* **TAREAS PENDIENTES**:
[1] Según el fragmento sobre los errores de campaña de López Obrador, ¿qué estructura reconoce él que fue un error crear?
[2] Sigue escribiendo el fragmento sobre los errores de campaña de López Obrador a partir de su última oración.

* **FRAGMENTO**:
────────────────────────────────────────

Sí incurrió en errores de campaña, dijo, al crear una estructura paralela separada del PRD. Esta afirmación fundamental sobre la estrategia de 2006, fue refutada con insultos por sus acólitos contra aquellos que se atrevieron a observar el error del tabasqueño. Ahora que López Obrador lo admite, sus feligreses incendiarios, callan. Si el acto de expiación de uno queda en un mero discurso, ¿se podrá creer en las palabras de su guía y motor?

Sí cometió otros errores, agregó. Tuvo que haber ido al primer debate cuya ausencia le costó puntos irrecuperables. Debió haber atendido a los empresarios que se le acercaron. Sí necesitó haber matizado su discurso sobre ricos y pobres, entender que vivir en el microcosmos era una visión etnocentrista trasnochada. Debió abrirse a todos los medios de comunicación, a quienes en cambio fustigó con la mentira de que le cerraban los espacios. Pero una vez más, si el acto de expiación de uno queda en un mero discurso, ¿se podrá creer en sus palabras?

────────────────────────────────────────

* **DATOS PROPORCIONADOS**:
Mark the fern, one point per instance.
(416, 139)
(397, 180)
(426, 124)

────────────────────────────────────────

* **RESPUESTAS POR TAREA**:
[1] Una estructura paralela separada del PRD.

[2]
Ahora tiene a un empresario regiomontano de chaperón, Alfonso Romo ‒quien quiso comprar Convergencia a Dante Delgado en 2006 para ser él mismo candidato a la Presidencia‒ que le abre las puertas de los capitanes de la industria. Ya dice que no todos los que tienen dinero son malvados, pues entre ellos también hay gente buena. Ya viajó a Estados Unidos y España en precampaña electoral. Ya tuvo tres semanas en Washington a su leal asesor financiero, Rogelio Ramírez de la O, en el cabildeo con los factores reales de poder en ese país. Ya dejó su zona de confort mediática para incursionar en terrenos no controlados y a veces hostiles.

López Obrador, puede ver hoy que lo que rechazó entonces ni lo comprometía, ni lo pervertía, ni alteraba el curso de sus aspiraciones. Aunque es dialéctico rectificar, su caso puede ser demasiado tarde para reconstruir los puentes que él mismo destruyó con una sociedad que se formó a su lado y que decepcionó.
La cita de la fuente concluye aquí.